Exercise task »
Answer these from the passage on Sleepy Hollow:
1. Whose specter haunts the tree where he was hanged?
2. In which book did Ichabod Crane find the remarkable prodigies he devoutly believed in?
3. Who sat spinning by the fire while telling marvelous tales of ghosts and goblins?

Source excerpt »
***

But, as is made apparent, “all these were nothing to the tales of ghosts and apparitions that succeeded” (Irving). Indeed, Irving does not allow his reader to forget that an aura of the supernatural hangs over his narrative, and that haunts lurk in the shared imagination of Sleepy Hollow. "There were revenants aplenty in Catskills” (Hoffmann 428), and it is apparent that Irving took a great deal of his ghosts and goblins from the local lore. There is a sense of place to the apparitions in the text that makes them tied to the locale and its history, such as the specter of Major Andre haunting the tree where he was hanged, or the Woman in White who shadows Raven Rock. Irving was likewise aware of the supernatural element in other parts of the country as well, illustrated in Ichabod Crane’s knowledge of witchcraft tales. "Ichabod devoutly believed in all the remarkable prodigies retailed in Cotton Mather's History of New England Witchcraft,” notes Hoffman. “There he found spectral ships manned by ghostly women, heretics giving birth to monsters, revenants pursuing the innocent with invisible instruments of torture" (429). Perhaps, like Ichabod, Irving took some part in the storytelling sessions of the region he eloquently describes in the text, contrasting the comfort and warmth of a hearthside with the frightful pleasures that come with ghost stories; “to pass long winter evenings with the old Dutch wives, as they sat spinning by the fire, with a row of apples roasting and spluttering along the hearth, and listen to their marvelous tales of ghosts and goblins, and haunted fields, and haunted brooks, and haunted bridges, and haunted houses, and particularly of the headless horseman” (Irving).

***

Dataset excerpts on object pointing »
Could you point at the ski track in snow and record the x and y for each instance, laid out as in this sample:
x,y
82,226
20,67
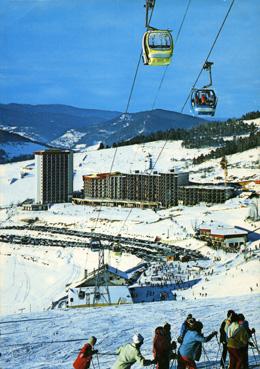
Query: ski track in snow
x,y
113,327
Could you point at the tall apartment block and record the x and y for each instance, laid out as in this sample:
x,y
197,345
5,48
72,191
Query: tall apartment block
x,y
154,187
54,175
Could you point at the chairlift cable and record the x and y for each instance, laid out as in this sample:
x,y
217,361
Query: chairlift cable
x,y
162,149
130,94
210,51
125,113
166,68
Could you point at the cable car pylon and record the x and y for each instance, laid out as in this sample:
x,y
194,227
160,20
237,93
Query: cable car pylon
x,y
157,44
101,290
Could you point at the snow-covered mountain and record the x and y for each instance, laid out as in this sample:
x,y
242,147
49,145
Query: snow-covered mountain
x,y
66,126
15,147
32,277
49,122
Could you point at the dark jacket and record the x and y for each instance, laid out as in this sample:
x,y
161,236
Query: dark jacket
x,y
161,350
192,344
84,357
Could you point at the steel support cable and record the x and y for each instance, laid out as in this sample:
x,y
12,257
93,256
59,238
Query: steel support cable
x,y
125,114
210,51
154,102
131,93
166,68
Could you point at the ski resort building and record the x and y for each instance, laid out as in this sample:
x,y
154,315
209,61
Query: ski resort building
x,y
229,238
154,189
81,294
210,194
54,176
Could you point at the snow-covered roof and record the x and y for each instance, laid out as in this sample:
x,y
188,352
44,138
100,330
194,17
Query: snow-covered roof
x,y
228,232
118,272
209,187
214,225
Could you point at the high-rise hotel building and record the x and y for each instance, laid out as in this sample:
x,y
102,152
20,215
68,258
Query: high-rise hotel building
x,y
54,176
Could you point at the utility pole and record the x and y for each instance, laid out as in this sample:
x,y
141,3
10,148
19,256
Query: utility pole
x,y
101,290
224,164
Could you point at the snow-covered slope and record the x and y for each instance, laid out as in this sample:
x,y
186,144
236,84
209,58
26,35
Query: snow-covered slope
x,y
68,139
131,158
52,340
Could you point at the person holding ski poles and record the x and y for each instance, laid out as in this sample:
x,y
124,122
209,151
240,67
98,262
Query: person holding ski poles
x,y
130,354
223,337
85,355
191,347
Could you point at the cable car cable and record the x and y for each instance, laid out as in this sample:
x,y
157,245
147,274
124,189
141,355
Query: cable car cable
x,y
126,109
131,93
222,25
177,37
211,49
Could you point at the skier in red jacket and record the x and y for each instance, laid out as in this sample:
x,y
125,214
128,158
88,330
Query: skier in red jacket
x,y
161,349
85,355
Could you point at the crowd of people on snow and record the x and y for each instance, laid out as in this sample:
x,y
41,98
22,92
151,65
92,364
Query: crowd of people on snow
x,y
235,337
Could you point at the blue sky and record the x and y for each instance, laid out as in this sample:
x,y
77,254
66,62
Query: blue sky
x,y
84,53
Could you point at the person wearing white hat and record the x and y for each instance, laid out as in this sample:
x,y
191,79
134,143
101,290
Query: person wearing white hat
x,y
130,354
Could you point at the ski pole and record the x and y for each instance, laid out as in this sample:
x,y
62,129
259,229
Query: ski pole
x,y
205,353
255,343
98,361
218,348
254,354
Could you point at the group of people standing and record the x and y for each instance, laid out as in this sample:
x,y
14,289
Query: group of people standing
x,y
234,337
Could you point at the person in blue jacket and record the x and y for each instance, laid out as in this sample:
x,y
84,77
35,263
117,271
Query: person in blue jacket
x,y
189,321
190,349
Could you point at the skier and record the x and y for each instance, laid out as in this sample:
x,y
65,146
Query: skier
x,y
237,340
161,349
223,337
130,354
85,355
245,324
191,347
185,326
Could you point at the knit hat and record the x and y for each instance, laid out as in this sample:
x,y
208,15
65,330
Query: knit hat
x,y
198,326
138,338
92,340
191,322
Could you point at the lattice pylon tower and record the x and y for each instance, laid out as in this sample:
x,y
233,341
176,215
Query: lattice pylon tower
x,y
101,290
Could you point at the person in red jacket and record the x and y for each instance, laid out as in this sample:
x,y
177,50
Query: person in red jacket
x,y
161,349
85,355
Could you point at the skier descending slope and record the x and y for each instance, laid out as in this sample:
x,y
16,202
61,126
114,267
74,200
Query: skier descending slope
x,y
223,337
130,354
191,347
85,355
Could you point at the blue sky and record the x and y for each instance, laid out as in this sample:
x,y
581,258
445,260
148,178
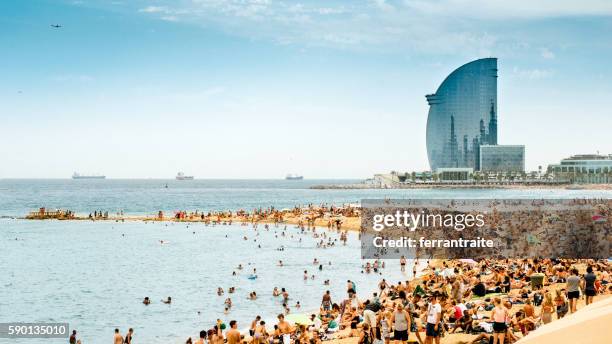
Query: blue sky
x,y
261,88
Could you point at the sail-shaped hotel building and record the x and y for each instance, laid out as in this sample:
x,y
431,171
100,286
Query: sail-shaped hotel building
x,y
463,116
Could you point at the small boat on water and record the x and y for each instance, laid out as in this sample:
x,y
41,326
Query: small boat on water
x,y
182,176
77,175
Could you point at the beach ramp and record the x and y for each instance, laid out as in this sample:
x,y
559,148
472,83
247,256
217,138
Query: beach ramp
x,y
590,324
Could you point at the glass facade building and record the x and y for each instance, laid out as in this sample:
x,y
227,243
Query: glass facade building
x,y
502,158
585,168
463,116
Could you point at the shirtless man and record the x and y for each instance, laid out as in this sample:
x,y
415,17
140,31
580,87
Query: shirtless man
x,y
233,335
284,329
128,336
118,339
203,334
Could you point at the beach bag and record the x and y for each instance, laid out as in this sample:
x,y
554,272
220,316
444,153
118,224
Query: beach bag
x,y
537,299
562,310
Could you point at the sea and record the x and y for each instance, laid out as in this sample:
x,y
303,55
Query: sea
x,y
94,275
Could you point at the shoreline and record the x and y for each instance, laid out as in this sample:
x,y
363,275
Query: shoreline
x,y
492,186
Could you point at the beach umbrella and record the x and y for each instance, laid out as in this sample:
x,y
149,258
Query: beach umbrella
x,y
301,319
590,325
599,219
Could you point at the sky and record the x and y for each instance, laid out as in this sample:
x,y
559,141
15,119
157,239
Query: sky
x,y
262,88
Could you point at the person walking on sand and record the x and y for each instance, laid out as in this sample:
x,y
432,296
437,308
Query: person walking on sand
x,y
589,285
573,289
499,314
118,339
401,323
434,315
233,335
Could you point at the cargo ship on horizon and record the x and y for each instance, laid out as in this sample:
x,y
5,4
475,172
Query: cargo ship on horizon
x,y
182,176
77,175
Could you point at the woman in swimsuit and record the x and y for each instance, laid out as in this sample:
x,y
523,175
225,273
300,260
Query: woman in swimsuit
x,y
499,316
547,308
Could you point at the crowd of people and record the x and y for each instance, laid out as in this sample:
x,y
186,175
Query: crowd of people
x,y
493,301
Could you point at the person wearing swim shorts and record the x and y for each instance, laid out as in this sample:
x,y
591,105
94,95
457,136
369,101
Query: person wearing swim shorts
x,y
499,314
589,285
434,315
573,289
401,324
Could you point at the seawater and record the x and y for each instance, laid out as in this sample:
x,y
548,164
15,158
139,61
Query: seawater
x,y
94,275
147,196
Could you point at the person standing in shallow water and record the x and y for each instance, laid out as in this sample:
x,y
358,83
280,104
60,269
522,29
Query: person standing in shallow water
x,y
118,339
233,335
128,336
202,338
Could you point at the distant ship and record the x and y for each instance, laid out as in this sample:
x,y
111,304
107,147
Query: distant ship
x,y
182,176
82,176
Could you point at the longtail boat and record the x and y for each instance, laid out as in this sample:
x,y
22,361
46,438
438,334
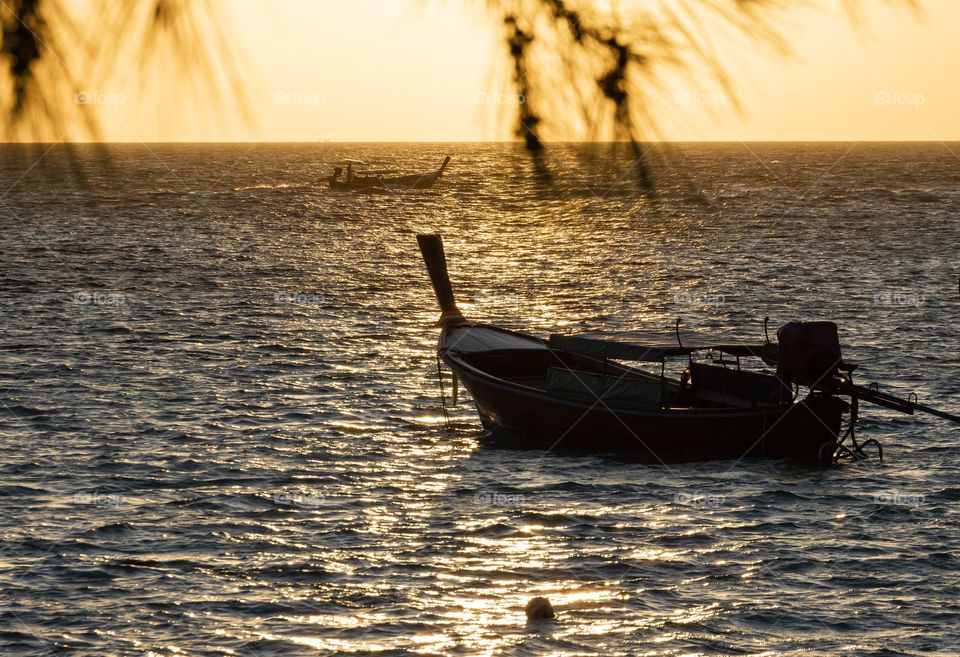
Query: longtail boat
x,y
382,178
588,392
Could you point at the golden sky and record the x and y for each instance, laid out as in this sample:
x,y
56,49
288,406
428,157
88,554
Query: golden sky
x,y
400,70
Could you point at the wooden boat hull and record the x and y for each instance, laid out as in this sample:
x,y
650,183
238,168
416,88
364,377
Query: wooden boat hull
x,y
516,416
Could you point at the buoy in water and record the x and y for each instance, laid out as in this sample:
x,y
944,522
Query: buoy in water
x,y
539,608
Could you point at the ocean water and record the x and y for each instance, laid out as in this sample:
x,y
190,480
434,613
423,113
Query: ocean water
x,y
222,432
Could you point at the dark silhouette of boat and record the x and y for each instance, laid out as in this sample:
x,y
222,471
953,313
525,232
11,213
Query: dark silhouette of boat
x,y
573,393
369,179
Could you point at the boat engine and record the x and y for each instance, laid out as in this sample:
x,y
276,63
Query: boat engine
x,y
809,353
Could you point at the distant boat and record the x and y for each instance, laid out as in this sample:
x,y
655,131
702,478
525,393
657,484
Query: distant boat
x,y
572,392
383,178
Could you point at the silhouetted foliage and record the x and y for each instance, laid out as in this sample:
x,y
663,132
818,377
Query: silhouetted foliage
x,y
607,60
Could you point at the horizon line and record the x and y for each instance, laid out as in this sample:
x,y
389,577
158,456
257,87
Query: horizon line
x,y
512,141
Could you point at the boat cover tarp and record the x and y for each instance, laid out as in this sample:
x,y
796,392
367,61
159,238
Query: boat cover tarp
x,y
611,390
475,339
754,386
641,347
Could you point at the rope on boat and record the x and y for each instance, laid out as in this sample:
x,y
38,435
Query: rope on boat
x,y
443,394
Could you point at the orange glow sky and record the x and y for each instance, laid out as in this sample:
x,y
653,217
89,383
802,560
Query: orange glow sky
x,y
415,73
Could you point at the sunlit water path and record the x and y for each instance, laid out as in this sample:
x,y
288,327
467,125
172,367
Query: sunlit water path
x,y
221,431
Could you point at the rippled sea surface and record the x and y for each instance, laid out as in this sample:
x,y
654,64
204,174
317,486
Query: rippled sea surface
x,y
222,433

***

Task response »
1. Major Andre
2. Cotton Mather's History of New England Witchcraft
3. The old Dutch wives